[Object detection data]
-- Start --
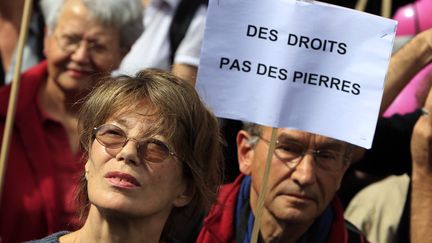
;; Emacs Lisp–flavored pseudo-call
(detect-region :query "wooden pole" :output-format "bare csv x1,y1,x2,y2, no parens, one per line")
251,127,277,243
0,0,33,203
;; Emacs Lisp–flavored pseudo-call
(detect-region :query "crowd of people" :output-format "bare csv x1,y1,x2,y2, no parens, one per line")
0,0,432,243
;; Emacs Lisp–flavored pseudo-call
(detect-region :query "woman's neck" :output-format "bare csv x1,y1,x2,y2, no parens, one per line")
60,206,165,243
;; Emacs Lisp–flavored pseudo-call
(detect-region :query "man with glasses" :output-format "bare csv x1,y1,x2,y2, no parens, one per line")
0,0,143,243
197,124,366,243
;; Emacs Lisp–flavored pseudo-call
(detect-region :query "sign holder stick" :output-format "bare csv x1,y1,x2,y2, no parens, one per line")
0,0,33,202
251,127,277,243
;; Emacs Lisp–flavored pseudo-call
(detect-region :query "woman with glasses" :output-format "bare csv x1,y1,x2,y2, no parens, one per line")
0,0,143,243
28,70,221,242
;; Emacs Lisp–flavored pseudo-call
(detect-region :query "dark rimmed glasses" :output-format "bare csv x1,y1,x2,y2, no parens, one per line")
256,136,344,171
93,124,177,163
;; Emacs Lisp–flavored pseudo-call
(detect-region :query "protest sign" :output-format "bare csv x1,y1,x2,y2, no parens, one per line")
197,0,396,148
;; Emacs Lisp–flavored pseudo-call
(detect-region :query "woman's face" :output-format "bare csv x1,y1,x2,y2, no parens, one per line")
85,103,190,219
44,0,127,92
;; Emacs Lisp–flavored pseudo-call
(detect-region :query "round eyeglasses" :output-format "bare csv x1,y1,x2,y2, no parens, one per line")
55,34,110,57
93,124,176,163
256,136,344,171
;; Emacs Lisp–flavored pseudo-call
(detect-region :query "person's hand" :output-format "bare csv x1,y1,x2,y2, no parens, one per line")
418,29,432,56
411,88,432,175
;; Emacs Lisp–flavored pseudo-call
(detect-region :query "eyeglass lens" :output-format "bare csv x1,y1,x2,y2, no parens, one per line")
95,124,170,162
275,141,342,170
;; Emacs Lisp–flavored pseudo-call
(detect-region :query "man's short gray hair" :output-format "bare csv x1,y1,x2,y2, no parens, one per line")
40,0,144,48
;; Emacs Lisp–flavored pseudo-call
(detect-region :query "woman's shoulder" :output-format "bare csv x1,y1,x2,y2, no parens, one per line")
26,231,70,243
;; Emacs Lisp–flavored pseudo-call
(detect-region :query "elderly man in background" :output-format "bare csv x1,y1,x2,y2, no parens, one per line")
197,124,365,243
0,0,143,243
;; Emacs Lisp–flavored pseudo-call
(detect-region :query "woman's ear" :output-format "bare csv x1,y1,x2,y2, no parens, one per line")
236,130,255,175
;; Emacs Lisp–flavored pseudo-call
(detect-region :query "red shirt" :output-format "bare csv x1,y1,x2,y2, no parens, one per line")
0,62,83,243
196,175,367,243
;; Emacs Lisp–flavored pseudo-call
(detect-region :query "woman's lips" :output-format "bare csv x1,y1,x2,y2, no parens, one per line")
68,69,93,78
105,171,141,189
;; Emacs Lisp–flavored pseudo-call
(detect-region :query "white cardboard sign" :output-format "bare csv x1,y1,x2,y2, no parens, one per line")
197,0,396,148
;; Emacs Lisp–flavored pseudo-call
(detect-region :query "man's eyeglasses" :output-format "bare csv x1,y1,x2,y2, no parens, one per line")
55,34,109,57
94,124,176,163
256,136,343,171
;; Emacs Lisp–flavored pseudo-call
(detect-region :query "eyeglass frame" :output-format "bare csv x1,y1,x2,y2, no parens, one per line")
53,33,110,58
251,135,346,171
93,123,179,163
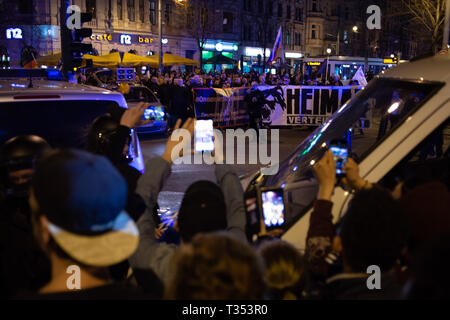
-- End --
Your goal |
How many lines in the data above contain the string "woman"? Reply with the number alone.

Complete response |
6